**ИЗБРАННЫЙ ОТРЫВОК**
------------------------

В плену времени

Нет более противоречивой фигуры среди историков нашего края первой трети XX века, чем Михаил Георгиевич Худяков. Известны его обширное научное наследие, роль, которую он сыграл в освещении истории Казанского ханства с позиций начинающего учёного-марксиста. Значительно меньше неспециалисты знают о его деятельности в качестве археолога и этнографа. И почти полностью покрыта завесой недосказанности сама личность этого исследователя. Сначала, видимо, сказывался факт его гибели в НКВД и клеймо троцкиста. Но были и другие причины.

Один из современных биографов М.Г. Худякова московский археолог С.В. Кузьминых сказал по этому поводу так: "Мы не могли писать о нём только в розовых красках, равно как и в чёрных. Такого рода личности чаще всего многоцветны". Сохранилось не так много документов, которые могут рассказать нам о характере Михаила Георгиевича. Особенно о том времени, когда он был ещё не активно работающим учёным, а студентом на самых подступах к науке. Редчайшим в этом отношении является письмо двадцатилетнего студента историко-филологического факультета Императорского Казанского университета М.Г. Худякова, написанное 17 октября 1914 года на небольшом листочке чётким почерком.

"С 13 февраля текущего года я начал работать под руководством проф. Б.Ф. Адлера в музее ОАИЭ <...>. Я неизменно встречал самое лучшее отношение и полное содействие в научных занятиях. <...> Участие в раскопках (1914 г.) дало мне много полезных сведений как практических по технике раскопок, так и теоретических, по истории Болгарского царства. В настоящее время я чувствую как благотворно участие в работах отразилось на моих познаниях и общем развитии. Всеми силами стремясь оправдать доверие, оказанное мне и быть полезным для Общества, которому я столь многим обязан, имею честь принести мою искреннюю и глубокую благодарность Совету ОАИ и Э при Императорском Казанском университете".

------------------------

**ИСХОДНЫЕ МАТЕРИАЛЫ**

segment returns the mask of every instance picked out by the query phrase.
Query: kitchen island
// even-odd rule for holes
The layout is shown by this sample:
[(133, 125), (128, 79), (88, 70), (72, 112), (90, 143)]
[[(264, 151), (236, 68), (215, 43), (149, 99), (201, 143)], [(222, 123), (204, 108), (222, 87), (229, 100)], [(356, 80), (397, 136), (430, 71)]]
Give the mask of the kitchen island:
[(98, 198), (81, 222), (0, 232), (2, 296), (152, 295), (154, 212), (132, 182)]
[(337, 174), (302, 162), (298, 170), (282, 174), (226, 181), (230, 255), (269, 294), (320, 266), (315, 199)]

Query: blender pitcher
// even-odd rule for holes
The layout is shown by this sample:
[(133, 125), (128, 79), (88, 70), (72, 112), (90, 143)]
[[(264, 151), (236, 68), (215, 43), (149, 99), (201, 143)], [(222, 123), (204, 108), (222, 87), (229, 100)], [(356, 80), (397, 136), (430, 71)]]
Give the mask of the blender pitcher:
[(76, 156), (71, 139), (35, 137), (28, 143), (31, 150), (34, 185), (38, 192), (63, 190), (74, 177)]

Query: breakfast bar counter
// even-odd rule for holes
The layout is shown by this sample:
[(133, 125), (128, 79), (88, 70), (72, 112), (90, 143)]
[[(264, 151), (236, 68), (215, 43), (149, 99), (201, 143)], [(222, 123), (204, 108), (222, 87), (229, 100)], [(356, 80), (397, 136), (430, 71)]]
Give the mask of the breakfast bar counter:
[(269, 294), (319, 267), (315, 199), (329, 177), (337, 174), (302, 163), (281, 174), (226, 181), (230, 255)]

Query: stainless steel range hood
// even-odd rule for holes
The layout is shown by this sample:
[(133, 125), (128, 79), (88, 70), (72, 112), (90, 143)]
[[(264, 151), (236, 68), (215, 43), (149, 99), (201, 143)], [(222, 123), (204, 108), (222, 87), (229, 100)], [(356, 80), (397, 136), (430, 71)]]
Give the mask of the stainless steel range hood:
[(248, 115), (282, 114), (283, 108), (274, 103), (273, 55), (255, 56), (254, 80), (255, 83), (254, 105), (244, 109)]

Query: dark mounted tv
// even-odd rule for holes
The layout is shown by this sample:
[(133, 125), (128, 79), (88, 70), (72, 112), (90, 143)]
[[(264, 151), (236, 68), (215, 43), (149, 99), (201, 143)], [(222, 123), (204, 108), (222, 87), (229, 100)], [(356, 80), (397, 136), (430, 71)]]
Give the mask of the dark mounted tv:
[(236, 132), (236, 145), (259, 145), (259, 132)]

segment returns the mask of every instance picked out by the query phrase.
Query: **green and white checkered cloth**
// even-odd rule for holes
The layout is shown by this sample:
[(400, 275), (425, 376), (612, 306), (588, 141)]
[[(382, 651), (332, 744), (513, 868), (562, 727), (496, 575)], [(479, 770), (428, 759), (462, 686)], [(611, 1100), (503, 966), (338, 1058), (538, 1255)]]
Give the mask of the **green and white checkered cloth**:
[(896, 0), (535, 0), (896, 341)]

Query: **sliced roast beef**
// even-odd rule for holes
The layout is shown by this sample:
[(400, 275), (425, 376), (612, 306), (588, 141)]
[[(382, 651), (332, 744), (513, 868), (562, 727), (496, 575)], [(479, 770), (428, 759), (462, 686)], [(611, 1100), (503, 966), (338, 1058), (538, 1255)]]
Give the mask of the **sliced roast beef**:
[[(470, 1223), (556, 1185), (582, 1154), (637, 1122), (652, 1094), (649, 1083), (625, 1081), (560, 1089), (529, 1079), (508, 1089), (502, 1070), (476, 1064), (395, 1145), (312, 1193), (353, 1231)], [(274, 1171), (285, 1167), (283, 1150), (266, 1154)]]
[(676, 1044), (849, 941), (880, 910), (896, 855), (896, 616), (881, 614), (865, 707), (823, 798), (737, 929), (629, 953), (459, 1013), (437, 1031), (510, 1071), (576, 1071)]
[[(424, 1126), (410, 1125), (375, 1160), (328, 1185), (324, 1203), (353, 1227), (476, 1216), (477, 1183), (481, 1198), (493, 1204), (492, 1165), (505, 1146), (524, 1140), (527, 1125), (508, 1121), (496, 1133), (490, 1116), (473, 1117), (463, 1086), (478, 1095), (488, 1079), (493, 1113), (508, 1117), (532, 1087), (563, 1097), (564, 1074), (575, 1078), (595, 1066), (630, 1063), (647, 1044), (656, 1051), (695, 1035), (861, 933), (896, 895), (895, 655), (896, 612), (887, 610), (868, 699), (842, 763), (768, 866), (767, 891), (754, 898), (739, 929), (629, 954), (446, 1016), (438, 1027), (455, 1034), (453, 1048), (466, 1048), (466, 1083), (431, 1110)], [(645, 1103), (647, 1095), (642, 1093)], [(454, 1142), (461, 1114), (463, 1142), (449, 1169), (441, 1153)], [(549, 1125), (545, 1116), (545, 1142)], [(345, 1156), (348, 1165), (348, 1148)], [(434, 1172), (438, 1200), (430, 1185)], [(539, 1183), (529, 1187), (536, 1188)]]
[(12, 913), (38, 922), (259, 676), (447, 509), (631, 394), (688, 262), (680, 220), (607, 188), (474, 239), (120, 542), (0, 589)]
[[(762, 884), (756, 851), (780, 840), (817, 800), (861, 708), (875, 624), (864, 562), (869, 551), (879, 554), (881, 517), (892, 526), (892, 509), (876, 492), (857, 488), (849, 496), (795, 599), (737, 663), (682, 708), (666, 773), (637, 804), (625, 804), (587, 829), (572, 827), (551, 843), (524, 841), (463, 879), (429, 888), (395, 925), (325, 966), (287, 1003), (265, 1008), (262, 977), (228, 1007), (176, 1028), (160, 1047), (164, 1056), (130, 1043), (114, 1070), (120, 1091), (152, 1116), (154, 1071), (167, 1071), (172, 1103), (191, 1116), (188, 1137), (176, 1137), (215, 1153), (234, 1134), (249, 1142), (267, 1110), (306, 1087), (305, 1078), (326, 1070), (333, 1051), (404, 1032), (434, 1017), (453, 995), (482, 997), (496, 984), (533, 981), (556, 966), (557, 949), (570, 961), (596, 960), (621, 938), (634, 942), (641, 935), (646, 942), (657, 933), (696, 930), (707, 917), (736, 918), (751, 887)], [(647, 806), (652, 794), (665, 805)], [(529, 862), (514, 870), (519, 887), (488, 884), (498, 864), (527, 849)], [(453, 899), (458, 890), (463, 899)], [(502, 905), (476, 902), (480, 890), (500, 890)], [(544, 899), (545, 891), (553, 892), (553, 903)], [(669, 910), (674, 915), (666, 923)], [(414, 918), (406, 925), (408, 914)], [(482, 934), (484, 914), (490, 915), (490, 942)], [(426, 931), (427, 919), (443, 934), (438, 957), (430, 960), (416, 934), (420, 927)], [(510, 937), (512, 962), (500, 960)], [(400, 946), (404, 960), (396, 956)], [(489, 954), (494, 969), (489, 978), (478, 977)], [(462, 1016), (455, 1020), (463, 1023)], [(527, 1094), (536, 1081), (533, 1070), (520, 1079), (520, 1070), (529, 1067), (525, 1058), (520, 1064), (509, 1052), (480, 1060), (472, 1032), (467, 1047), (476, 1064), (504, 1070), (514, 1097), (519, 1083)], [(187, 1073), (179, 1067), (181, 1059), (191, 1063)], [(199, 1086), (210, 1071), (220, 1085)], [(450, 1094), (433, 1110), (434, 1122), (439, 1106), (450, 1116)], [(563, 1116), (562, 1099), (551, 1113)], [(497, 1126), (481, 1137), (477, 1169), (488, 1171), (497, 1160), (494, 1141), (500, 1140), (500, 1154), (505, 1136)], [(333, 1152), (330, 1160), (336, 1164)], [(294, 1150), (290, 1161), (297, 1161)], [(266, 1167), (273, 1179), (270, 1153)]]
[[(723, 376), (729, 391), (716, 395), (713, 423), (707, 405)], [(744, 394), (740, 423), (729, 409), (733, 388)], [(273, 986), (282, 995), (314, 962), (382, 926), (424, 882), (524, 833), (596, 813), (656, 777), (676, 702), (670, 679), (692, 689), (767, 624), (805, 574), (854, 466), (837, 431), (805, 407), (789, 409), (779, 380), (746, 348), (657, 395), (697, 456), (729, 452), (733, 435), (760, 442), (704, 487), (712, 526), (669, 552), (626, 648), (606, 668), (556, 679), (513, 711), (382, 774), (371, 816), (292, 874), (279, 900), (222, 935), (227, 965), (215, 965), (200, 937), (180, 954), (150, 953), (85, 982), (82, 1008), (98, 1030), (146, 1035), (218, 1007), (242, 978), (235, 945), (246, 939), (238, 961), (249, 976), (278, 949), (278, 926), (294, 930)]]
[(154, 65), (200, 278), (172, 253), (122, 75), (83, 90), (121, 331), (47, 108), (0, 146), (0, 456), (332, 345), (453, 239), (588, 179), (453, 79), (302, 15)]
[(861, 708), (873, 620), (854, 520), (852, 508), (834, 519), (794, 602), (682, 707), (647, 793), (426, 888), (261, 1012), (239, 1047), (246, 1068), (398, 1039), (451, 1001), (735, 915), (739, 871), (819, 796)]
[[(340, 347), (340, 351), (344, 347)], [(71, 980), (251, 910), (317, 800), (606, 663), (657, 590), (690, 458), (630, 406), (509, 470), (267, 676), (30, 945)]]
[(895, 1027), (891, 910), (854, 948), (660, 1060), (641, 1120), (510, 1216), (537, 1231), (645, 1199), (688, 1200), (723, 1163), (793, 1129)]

------------------------

Перепишите фрагмент очерка о М.Г. Худякове, который начинается со слов «Нет более противоречивой» и заканчивается словами «и другие причины.». В нем замените «историков» на «исследователей».

Нет более противоречивой фигуры среди исследователей нашего края первой трети XX века, чем Михаил Георгиевич Худяков. Известны его обширное научное наследие, роль, которую он сыграл в освещении истории Казанского ханства с позиций начинающего учёного-марксиста. Значительно меньше неспециалисты знают о его деятельности в качестве археолога и этнографа. И почти полностью покрыта завесой недосказанности сама личность этого исследователя. Сначала, видимо, сказывался факт его гибели в НКВД и клеймо троцкиста. Но были и другие причины.